## TEXT
Utter the word mehendi, and any Indian girl is ready to give in to its allure. Such is its magnetism that Indian weddings and festivals are deemed incomplete without crimson tinted hands and feet of the married and the unmarried woman alike. A very common Indian phrase used to hint at the marriageable age of an Indian woman is haath peelen kaarna, or painting the hands yellow, comes from the significant use of turmeric and mehendi leaves, to tint and decorate the palms of a bride for her marriage. The Vedas have a clear mention of the use of both, where the mehendi word is said to have derived from the Sanskrit word mendhika. The Vedas tell us that mehendi and turmeric paste was used to paint such a design which was intended to be a symbolic representation of the universe, where the sun was the centre of the universe and the rest of the planets revolved round it. This painting on the hand was also done with the idea of representing the awakening of the inner light of a human being. This was the simplest design that was found back then, and it happens to be the simplest design till date in the Hindu wedding ceremonies.
Change seeped in the Indian traditions, and soon there were many variations in mehendi designs. Mehendi is the local variant of heena designs in India and women used it not just for weddings, but other religious events and traditional ceremonies. Festivals like Teej, Karva Chauth, Rakhi, Vat Poornima, Bhai Dooj and Diwali are some of the important Hindu occasions to adorn the hands and feet with the colours of mehendi or heena.
Digging the history behind the use of mehendi, early evidences say that heena was applied on the bodies of the Egyptian mummies. The hair and nails of the mummies were stained with the reddish-brown tone of heena. The heena plant known as Lawsonia Inermis originated in Egypt, and later was brought to India, as early as 700 AD. The Persians and the Mughals who invaded India long back were instrumental in making the artistic designs of heena popular among the Indian women.
The mehendi designs are usually drawn on the palms, back of the hand and on the feet of the women folk, where the darker shade of the mehendi gives a beautiful contrast to the lighter shades of the palms. Mehendi is even used to paint the palms and feet of the Indian men, for religious purposes. The groom has it painted on his hands for his marriage, and a brother gets it painted on his hands on the occasion of Raksha Bandhan. The tint of the mehendi is considered auspicious and hence, called a shagun. Traditionally, women used the grinding stone to grind fresh heena leaves with a little mustard oil. This paste of pure heena leaves not only gives a rich and dark colour, but the soothing and cooling effect and the intoxicating aroma of the heena leaves acts as a stress reliever. Mehendi or heena cools the body, and helps the bride and the groom to do away with the nervousness and find calm. The medicinal properties in mehendi is said to improve the blood circulation in the body, thus, ensuring the general wellness of the bride and the groom. Mehendi has more to it than being a beauty enhancing factor. It is applied on the hands and feet of the bride and the groom not simply to beautify. The colour, aroma and medicinal properties of mehendi act as a strong aphrodisiac. Hence, it stimulates love and romance in the newlywed couple.

## WHAT YOU ARE ASKED TO DO
Write out the passage of the mehendi text from "Change seeped in" up to and including "mehendi or heena.", word for word. The lines that come next have no connection to the mehendi text.

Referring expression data

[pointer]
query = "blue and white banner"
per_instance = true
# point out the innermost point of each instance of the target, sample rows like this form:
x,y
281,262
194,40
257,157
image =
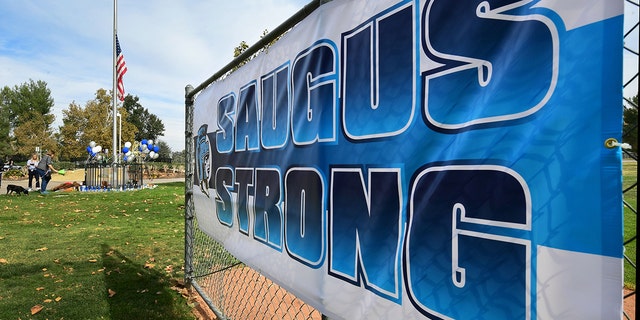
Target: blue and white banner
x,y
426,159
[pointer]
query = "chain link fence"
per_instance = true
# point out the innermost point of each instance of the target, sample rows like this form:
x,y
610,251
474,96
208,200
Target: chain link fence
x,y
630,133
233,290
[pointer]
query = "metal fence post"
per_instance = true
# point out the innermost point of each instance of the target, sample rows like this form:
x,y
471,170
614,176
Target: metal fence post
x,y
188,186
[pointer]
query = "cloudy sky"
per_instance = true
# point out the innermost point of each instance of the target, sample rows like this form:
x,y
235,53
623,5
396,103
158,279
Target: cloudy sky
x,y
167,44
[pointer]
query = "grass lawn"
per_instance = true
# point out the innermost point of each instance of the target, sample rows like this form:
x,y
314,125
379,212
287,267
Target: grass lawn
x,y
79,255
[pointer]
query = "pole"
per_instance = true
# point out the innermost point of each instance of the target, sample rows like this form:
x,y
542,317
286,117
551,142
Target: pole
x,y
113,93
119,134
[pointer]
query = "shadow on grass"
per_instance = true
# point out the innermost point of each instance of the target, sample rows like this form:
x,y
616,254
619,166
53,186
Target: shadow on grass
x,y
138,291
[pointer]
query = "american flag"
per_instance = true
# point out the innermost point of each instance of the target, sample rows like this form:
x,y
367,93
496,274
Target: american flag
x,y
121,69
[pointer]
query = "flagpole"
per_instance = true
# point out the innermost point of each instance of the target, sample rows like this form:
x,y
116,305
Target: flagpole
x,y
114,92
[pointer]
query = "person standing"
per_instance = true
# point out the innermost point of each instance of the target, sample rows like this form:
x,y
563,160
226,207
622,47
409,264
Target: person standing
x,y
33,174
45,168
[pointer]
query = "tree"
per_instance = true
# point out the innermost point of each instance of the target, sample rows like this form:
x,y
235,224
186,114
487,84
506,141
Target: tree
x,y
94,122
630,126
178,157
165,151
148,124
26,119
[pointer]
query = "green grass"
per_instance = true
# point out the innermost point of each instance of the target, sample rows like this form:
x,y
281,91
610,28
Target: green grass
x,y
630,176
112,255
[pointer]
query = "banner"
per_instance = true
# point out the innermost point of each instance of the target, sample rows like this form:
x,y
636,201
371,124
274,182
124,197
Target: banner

## SOLUTION
Change seeped in the Indian traditions, and soon there were many variations in mehendi designs. Mehendi is the local variant of heena designs in India and women used it not just for weddings, but other religious events and traditional ceremonies. Festivals like Teej, Karva Chauth, Rakhi, Vat Poornima, Bhai Dooj and Diwali are some of the important Hindu occasions to adorn the hands and feet with the colours of mehendi or heena.